Ruth Awad, Set to Music a Wildfire. A poetry collection that is very directly about her experiences as a daughter of a Lebanese immigrant and her father’s experiences in Lebanon. Interesting but not particularly subtle; I’m not sure it’s fair to demand subtlety on these topics.

M.H. Ayinde, A Song of Legends Lost. A thumping big fantasy. Did I read this because one of the characters is eating plantains very early on and I love plantains? Well. That wasn’t the only reason. But the things it said about the worldbuilding drew me in and kept me going for many hundred pages.

Shane Bobrycki, The Crowd in the Early Middle Ages. Bobrycki noticed a gaping hole between the Roman Empire and the Renaissance when it came to the influence of large group behavior in Europe, and this book is him examining what we know about that, what crowds there actually were, what impact they had on the life of their cultures and why. He manages to remember that Europe does not just mean Italy at first and later France and England, which is always nice.

Task to complete ::
Give back the full book notes word for word. Work only from the book notes above.

Material ::
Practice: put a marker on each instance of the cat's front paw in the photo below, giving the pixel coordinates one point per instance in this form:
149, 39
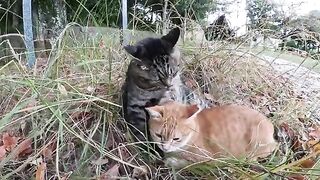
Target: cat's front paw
175, 162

Result below ::
Ruth Awad, Set to Music a Wildfire. A poetry collection that is very directly about her experiences as a daughter of a Lebanese immigrant and her father’s experiences in Lebanon. Interesting but not particularly subtle; I’m not sure it’s fair to demand subtlety on these topics.

M.H. Ayinde, A Song of Legends Lost. A thumping big fantasy. Did I read this because one of the characters is eating plantains very early on and I love plantains? Well. That wasn’t the only reason. But the things it said about the worldbuilding drew me in and kept me going for many hundred pages.

Shane Bobrycki, The Crowd in the Early Middle Ages. Bobrycki noticed a gaping hole between the Roman Empire and the Renaissance when it came to the influence of large group behavior in Europe, and this book is him examining what we know about that, what crowds there actually were, what impact they had on the life of their cultures and why. He manages to remember that Europe does not just mean Italy at first and later France and England, which is always nice.